• Required work:
Retype the entries exactly, keeping every line intact.

• The records:
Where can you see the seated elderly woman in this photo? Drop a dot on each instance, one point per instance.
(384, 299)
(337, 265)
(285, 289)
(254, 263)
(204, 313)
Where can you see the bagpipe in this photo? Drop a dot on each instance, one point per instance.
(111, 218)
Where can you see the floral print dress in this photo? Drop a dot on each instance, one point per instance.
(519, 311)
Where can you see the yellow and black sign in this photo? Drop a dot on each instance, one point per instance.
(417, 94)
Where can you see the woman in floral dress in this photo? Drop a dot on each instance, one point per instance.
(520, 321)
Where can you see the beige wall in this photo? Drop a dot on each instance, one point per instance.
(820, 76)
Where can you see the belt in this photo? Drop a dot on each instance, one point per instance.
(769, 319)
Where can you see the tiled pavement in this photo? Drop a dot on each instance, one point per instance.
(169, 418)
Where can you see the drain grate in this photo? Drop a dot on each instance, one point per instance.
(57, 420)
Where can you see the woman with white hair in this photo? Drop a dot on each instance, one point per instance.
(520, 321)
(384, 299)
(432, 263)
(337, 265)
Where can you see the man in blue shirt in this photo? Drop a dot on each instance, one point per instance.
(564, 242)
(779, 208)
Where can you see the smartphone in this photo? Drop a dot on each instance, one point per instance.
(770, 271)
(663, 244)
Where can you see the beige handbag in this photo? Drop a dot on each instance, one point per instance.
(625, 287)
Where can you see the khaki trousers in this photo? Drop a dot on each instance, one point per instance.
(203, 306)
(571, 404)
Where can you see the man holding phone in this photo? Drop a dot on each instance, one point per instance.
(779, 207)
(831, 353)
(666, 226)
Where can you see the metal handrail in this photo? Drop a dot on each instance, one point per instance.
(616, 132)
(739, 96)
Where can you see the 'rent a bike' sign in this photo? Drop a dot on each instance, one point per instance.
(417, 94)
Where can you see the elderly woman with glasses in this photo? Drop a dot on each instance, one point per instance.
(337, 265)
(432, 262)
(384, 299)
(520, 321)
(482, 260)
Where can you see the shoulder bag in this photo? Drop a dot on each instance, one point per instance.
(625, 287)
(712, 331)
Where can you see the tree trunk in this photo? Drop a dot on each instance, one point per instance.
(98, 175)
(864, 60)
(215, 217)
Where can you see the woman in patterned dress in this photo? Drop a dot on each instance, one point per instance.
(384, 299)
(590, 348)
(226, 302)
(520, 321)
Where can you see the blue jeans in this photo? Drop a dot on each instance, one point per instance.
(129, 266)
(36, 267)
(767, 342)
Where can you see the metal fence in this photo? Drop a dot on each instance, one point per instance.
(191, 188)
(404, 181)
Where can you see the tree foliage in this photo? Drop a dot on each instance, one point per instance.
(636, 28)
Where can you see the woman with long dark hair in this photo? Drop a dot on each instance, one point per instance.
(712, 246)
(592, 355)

• Reply to the exercise:
Where can you see the seated elderly woman in this photo? Drop a dot on each instance, one point per instance.
(384, 299)
(337, 265)
(285, 289)
(254, 263)
(204, 313)
Where can you see the bagpipe in this photo? Drop a dot on each instance, one point per instance.
(111, 218)
Where can you see the floral print dress in this photo? Drop a dot on each instance, one point per instance.
(519, 311)
Where can you see the yellow and black sign in this photo? Drop a dot on each instance, one point per instance.
(417, 94)
Where can you see the woman in floral dress in this photo? Drop a dot on each instance, one point per instance.
(520, 321)
Where can you see the beige wall in this photo? Drop a dot on each instance, one point per instance.
(820, 76)
Where can you see the belt in this photo? Drop a dot on each instance, one point per instance.
(769, 319)
Where can you see the tiled pavement in this photo? Drop a dot on each instance, one point per instance.
(169, 418)
Where can you see the drain grate in this photo? Drop a dot on each instance, one point per instance.
(57, 420)
Where can you see the woman with white hair in this photo? Drop a dot on each instance, one point per instance.
(520, 321)
(384, 299)
(432, 263)
(337, 265)
Where can you see the man in blue shirt in this photo? Drop a dot on each instance, one point per instance.
(564, 242)
(779, 208)
Where can you see the smartphone in this photo? Drop a dot on each instance, one point per instance.
(770, 271)
(663, 244)
Where can you see the beige handbag in this photo? Drop a dot on each instance, one point per instance.
(625, 287)
Where can you see the khaki trousers in this photo? Drop a dot on each instance, one point per instance.
(203, 306)
(571, 404)
Where can you see the man holding phone in this photo? Drop a dot on each instance, one point per instance.
(779, 207)
(831, 353)
(666, 226)
Where can you see the metal handrail in this photo? Drop a dot on each instance, one point per instance.
(616, 132)
(739, 96)
Where can you see the 'rent a bike' sign in this photo? Drop a dot on each instance, one point per instance.
(417, 94)
Where can you see the elderly woman with glasses in this photo? Drop a dot on each instance, one point per instance.
(337, 265)
(432, 262)
(384, 299)
(520, 321)
(482, 260)
Where can you see the shoulder bag in this photo? Drop a dot on each instance, one point per instance.
(625, 287)
(712, 331)
Where can you see the tree trunk in this photo? Drop a dot on each instance, one point per instance.
(98, 175)
(864, 60)
(215, 217)
Where can you see the woman in patterned dress in this photo? Drop a dot on each instance, one point per instance.
(384, 299)
(590, 348)
(226, 302)
(520, 321)
Where can you see the blue jeans in this photo? Drop a dot on each instance, one point per instance.
(129, 266)
(36, 267)
(767, 342)
Where can you see the metal fence in this photo? Drop a dot on each instance, one point per instance.
(191, 188)
(404, 181)
Where can you see the tree foliage in this photo? Drop a dot on each instance, one point per instance.
(636, 28)
Where can you see the woman with long dark hair in this photo? Drop a dot on each instance, one point per instance.
(712, 246)
(592, 355)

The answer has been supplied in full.